Reproduce everything from "Carbon fixation is" down to "pathways are coordinated." in the passage on carbon fixation below.

§ Quoted passage
------------------------------

The research was conducted by members of Girguis' lab, including Mitchell and Jennifer Delaney, as well Adam Freedman of the Harvard Informatics Group.

Carbon fixation is the process of converting carbon dioxide to sugars, and it is the primary process that keeps our biosphere running. Depending on the environment, including available energy and carbon sources, organisms have evolved different metabolic strategies. Photosynthetic organism, like plants, use sunlight to provide the energy to convert carbon dioxide and water into glucose and oxygen. In the deep sea, beyond the reach of sunlight but where volcanically superheated water is gushing through hydrothermal vents, Riftia pachyptila's chemoautotrophic symbionts use energy from hydrogen sulfide to fix carbon that fuels the metabolism and growth of the worms. By carefully varying experimental conditions for Riftia, the team was able to identify how environmental changes in chemistry influence how their two carbon pathways are coordinated.

------------------------------

§ Given entries
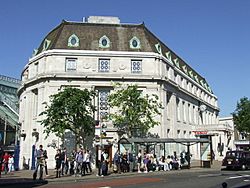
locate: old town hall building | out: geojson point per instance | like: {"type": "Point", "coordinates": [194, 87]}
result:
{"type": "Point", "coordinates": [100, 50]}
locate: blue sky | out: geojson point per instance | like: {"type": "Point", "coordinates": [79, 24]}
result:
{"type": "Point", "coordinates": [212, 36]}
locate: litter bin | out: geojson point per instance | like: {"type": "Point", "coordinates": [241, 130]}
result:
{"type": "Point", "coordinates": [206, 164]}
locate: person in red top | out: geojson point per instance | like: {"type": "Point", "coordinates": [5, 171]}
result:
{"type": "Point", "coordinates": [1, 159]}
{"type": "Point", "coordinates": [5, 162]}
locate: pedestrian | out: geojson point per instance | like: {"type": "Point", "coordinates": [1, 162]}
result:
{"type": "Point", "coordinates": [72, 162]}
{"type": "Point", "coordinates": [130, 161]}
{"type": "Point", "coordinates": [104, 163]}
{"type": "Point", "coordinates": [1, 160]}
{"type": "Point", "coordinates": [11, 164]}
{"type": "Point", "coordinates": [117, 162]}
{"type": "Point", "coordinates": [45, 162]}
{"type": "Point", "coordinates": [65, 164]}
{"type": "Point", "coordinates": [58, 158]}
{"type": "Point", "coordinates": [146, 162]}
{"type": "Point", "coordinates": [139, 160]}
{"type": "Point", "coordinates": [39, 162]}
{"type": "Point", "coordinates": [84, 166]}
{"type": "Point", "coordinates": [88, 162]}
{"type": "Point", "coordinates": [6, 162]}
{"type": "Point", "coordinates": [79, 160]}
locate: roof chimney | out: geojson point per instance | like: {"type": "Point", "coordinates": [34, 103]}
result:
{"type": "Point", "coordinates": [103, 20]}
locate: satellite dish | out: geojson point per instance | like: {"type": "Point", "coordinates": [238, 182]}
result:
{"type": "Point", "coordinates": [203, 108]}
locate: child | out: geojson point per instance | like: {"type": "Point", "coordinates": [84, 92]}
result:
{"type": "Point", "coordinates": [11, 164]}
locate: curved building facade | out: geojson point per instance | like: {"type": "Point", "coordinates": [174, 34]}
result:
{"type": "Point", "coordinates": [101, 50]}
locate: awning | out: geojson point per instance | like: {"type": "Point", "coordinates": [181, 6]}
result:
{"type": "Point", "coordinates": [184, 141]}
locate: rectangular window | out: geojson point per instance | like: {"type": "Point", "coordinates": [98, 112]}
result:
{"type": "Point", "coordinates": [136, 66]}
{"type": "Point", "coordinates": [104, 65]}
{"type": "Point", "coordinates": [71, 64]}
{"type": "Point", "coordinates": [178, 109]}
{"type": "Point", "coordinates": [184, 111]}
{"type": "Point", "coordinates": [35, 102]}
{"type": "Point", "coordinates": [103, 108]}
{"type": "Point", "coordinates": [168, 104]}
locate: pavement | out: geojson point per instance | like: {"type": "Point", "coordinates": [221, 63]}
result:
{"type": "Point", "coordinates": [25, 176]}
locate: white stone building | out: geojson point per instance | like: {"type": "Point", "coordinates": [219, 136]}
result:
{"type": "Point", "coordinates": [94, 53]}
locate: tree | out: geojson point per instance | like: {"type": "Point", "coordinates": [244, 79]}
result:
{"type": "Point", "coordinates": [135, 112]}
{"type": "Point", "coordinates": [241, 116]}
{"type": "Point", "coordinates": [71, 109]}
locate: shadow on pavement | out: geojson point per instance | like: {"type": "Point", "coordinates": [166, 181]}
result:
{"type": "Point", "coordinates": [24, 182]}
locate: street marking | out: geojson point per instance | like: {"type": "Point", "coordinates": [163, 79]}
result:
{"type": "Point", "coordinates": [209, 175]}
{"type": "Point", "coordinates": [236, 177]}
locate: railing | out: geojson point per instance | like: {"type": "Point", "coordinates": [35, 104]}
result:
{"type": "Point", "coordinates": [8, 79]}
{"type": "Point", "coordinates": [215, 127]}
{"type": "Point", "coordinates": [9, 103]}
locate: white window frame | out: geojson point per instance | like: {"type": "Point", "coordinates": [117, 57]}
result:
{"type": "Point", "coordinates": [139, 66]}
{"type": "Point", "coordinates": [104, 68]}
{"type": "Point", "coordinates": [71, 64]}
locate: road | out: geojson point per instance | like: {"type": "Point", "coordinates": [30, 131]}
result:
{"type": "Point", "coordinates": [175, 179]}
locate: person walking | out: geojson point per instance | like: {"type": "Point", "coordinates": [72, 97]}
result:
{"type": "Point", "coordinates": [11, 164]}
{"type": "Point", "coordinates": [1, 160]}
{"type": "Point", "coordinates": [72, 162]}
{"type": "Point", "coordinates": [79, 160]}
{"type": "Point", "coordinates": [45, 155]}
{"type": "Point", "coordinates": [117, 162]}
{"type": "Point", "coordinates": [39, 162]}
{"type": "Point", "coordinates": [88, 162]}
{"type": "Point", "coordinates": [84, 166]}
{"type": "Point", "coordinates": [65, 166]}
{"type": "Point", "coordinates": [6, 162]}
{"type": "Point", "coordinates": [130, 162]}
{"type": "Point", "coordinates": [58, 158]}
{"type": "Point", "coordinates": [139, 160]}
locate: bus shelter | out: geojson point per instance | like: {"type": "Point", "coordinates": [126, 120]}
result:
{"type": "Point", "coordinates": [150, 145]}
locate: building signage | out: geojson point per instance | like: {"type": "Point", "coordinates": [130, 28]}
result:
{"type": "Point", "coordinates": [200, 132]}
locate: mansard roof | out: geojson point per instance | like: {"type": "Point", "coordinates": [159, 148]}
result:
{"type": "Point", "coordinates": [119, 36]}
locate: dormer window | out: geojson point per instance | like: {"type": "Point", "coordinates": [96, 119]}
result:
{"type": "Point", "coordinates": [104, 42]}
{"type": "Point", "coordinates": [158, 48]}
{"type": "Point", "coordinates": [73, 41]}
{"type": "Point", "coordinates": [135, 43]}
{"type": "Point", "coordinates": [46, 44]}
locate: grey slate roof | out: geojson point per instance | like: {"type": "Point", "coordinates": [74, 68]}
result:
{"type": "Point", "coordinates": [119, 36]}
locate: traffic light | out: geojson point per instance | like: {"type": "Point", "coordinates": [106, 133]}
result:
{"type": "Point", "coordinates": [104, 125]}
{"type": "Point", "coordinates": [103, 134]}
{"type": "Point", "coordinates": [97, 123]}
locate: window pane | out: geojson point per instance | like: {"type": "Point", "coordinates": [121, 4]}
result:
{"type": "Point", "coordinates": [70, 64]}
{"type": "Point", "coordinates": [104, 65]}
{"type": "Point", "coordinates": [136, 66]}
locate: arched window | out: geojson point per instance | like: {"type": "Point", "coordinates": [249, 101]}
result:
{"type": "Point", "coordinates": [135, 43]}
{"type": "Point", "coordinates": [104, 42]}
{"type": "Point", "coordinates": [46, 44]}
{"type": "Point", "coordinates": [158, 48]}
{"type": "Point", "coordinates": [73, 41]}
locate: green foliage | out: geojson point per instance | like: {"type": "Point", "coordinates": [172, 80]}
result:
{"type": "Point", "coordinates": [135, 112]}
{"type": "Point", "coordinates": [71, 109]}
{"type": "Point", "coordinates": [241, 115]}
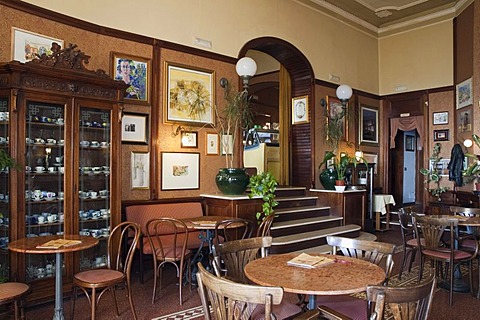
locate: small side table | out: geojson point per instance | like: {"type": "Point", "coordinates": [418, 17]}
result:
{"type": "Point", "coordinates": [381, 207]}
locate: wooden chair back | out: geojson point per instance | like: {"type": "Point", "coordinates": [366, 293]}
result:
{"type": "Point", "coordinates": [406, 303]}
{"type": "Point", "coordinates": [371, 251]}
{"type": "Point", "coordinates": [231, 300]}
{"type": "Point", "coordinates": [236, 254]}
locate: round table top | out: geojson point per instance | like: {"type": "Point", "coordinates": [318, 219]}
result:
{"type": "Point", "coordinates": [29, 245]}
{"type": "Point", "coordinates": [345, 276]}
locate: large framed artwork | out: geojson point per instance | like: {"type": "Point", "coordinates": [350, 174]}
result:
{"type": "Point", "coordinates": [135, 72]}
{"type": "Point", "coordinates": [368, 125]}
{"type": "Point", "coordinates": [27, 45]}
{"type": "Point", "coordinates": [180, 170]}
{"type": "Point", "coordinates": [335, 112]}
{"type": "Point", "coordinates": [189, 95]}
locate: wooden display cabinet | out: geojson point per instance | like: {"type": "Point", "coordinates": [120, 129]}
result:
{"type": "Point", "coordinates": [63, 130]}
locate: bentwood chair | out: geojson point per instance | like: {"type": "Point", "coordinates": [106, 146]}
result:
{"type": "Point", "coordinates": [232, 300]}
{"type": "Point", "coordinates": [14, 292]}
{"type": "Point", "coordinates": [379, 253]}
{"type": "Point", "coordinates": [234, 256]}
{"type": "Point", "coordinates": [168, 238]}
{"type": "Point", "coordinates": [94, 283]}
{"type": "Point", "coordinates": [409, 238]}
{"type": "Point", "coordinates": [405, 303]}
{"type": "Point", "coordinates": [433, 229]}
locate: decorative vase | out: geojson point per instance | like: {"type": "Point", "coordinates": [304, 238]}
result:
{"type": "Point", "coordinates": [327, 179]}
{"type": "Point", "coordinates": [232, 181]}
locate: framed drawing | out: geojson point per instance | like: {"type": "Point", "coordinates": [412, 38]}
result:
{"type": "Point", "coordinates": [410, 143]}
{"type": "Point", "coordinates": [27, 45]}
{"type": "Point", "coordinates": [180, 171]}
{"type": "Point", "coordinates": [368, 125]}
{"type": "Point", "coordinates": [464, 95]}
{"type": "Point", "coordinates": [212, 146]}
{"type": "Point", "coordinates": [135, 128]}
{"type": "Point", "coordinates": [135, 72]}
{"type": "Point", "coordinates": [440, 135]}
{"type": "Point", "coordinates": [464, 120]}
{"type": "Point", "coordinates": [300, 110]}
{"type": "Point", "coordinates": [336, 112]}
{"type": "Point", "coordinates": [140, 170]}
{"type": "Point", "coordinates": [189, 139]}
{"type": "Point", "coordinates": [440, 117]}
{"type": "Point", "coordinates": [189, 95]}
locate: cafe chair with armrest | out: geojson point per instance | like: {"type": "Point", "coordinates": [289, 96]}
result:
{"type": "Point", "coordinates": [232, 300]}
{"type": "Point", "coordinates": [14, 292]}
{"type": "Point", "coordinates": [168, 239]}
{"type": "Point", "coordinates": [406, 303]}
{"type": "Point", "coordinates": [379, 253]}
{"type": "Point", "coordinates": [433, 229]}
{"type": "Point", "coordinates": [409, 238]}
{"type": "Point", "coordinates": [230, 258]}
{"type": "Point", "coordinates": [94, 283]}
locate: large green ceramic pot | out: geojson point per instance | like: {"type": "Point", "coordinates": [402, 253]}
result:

------------------------------

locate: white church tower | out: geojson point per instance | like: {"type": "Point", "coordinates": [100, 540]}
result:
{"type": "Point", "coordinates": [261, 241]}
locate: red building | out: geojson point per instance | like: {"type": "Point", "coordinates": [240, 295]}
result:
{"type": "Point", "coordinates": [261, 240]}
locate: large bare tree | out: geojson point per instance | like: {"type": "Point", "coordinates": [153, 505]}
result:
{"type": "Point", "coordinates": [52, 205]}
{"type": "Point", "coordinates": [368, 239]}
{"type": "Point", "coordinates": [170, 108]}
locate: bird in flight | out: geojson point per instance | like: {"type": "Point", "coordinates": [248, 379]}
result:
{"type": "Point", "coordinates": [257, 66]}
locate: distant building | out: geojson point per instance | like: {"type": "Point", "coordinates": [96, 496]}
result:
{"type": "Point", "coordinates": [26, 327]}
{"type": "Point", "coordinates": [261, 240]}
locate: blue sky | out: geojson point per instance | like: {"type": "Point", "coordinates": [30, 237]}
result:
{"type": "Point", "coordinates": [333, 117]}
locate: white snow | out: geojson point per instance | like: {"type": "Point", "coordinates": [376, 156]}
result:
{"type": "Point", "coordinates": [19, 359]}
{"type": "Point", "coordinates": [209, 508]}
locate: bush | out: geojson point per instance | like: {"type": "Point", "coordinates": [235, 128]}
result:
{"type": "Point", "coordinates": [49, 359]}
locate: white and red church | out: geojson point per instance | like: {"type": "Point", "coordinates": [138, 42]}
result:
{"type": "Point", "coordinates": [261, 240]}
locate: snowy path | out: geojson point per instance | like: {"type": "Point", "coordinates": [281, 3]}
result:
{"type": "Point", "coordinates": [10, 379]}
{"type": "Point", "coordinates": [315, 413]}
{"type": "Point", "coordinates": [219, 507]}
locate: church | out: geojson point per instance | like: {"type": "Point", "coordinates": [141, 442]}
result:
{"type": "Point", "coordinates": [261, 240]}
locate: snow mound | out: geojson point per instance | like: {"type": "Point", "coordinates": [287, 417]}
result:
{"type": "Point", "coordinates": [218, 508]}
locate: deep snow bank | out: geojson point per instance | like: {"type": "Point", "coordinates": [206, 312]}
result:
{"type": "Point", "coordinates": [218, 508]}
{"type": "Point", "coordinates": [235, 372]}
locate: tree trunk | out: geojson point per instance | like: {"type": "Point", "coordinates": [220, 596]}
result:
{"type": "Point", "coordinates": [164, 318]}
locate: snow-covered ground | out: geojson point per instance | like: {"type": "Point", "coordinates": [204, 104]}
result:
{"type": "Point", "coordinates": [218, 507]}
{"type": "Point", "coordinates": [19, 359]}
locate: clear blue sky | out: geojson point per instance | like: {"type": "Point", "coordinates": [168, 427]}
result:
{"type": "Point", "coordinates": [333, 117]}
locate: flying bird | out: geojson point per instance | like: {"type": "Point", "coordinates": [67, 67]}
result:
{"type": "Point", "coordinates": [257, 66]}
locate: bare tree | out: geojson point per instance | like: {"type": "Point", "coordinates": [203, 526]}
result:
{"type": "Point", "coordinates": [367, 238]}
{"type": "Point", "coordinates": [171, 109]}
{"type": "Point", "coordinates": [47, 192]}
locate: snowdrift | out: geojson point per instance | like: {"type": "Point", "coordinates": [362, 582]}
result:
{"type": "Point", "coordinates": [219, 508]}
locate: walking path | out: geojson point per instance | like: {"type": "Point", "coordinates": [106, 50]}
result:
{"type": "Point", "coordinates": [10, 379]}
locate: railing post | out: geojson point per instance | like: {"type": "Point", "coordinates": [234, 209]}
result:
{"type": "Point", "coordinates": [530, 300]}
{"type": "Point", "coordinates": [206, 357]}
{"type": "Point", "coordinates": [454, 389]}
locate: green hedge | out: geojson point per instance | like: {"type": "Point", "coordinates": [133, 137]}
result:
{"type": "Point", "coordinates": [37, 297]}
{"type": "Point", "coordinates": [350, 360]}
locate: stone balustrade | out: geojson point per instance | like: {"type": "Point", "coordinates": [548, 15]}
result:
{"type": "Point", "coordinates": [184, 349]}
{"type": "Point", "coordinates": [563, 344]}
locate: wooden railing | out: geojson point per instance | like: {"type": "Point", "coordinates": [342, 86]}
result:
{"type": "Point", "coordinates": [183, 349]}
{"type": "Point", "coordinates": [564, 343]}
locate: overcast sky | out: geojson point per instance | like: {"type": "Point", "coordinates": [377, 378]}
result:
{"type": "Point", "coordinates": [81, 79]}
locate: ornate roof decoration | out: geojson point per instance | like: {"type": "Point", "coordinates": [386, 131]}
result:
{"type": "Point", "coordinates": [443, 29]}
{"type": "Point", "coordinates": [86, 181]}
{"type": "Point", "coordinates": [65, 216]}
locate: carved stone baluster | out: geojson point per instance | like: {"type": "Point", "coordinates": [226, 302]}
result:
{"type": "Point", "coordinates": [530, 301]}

------------------------------

§ Output of the task
Carbon fixation is the process of converting carbon dioxide to sugars, and it is the primary process that keeps our biosphere running. Depending on the environment, including available energy and carbon sources, organisms have evolved different metabolic strategies. Photosynthetic organism, like plants, use sunlight to provide the energy to convert carbon dioxide and water into glucose and oxygen. In the deep sea, beyond the reach of sunlight but where volcanically superheated water is gushing through hydrothermal vents, Riftia pachyptila's chemoautotrophic symbionts use energy from hydrogen sulfide to fix carbon that fuels the metabolism and growth of the worms. By carefully varying experimental conditions for Riftia, the team was able to identify how environmental changes in chemistry influence how their two carbon pathways are coordinated.